> _Records provided_
---+---

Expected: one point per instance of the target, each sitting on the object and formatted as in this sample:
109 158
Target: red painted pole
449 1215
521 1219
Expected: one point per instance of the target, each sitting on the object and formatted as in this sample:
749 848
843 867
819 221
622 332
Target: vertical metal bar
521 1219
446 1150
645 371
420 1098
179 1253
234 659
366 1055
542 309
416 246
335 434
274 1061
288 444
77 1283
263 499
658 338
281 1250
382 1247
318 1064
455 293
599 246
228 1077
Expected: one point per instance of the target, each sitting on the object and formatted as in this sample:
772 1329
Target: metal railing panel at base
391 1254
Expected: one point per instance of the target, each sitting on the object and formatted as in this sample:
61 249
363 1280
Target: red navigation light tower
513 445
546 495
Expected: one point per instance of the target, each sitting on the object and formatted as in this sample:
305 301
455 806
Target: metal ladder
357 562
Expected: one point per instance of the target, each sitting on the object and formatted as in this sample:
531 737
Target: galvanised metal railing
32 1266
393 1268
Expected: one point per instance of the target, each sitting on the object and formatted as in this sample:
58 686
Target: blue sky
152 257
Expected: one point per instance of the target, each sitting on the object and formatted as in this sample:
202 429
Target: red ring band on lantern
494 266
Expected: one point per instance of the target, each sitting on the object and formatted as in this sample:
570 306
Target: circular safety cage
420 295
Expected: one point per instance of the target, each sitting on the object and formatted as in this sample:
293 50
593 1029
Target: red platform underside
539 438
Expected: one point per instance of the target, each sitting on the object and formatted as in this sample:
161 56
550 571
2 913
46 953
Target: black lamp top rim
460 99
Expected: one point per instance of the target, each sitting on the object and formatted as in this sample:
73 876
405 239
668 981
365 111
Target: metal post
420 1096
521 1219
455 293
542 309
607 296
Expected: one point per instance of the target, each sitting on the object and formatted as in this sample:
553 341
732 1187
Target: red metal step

---+---

> _Direction_
Your task is to repeat every entry exactly.

> _Exercise answer_
Expected: one point per instance of the target, each sitting on the object and formatted as in this sample:
109 158
Target: red painted pole
449 1215
521 1219
Expected: one point per instance of the target, each sitting on the object and formatted as in this sample:
749 848
843 867
819 221
622 332
Target: vertical metal bar
521 1219
446 1150
645 371
420 1098
179 1253
234 659
366 1055
542 309
416 246
335 434
274 1061
288 444
77 1283
263 499
658 338
281 1250
382 1247
318 1064
455 293
599 246
228 1077
Expected: one point per instance of the target, each sitting on the object and formatted as in this sample:
772 1329
Target: metal railing panel at base
391 1254
Expected: one point per instance of the target, each sitting on the object and formatted as in this sample:
61 249
363 1280
Target: red navigation light tower
513 445
546 495
Expected: one point per instance of the target, each sitting on the object and formatted as in this sample:
305 301
455 806
Target: metal ladder
357 562
Expected: one point per instance of the target, each sitting on the object and formatted as in this sample:
531 737
Target: galvanised metal railing
32 1266
393 1268
Expected: one point per instance of the target, each sitting on the object and formatted as in this sample:
58 686
Target: blue sky
152 257
Expected: one point per instance of the target, each sitting on the object and formatted as in this sample:
202 429
Target: red ring band on lantern
494 266
Expected: one point per instance of the target, each sitting on the object and formatted as in this sample:
570 306
Target: circular safety cage
420 295
Expected: one point per instance of the target, each sitting on the object and formatted as in this sample:
293 50
593 1029
Target: red platform underside
539 438
Expected: one point per instance of the target, each sitting on the object and formatted as in this sample:
161 56
550 571
2 913
46 953
Target: black lamp top rim
460 99
Expected: one point per instance of the target, each sitting on the object and formatted as in this sample:
73 876
405 239
668 981
365 111
Target: metal post
420 1096
521 1219
455 293
542 309
607 296
Expected: one point per instance of the target, each sitting on the object and formatted as in this sample:
553 341
732 1187
Target: red metal step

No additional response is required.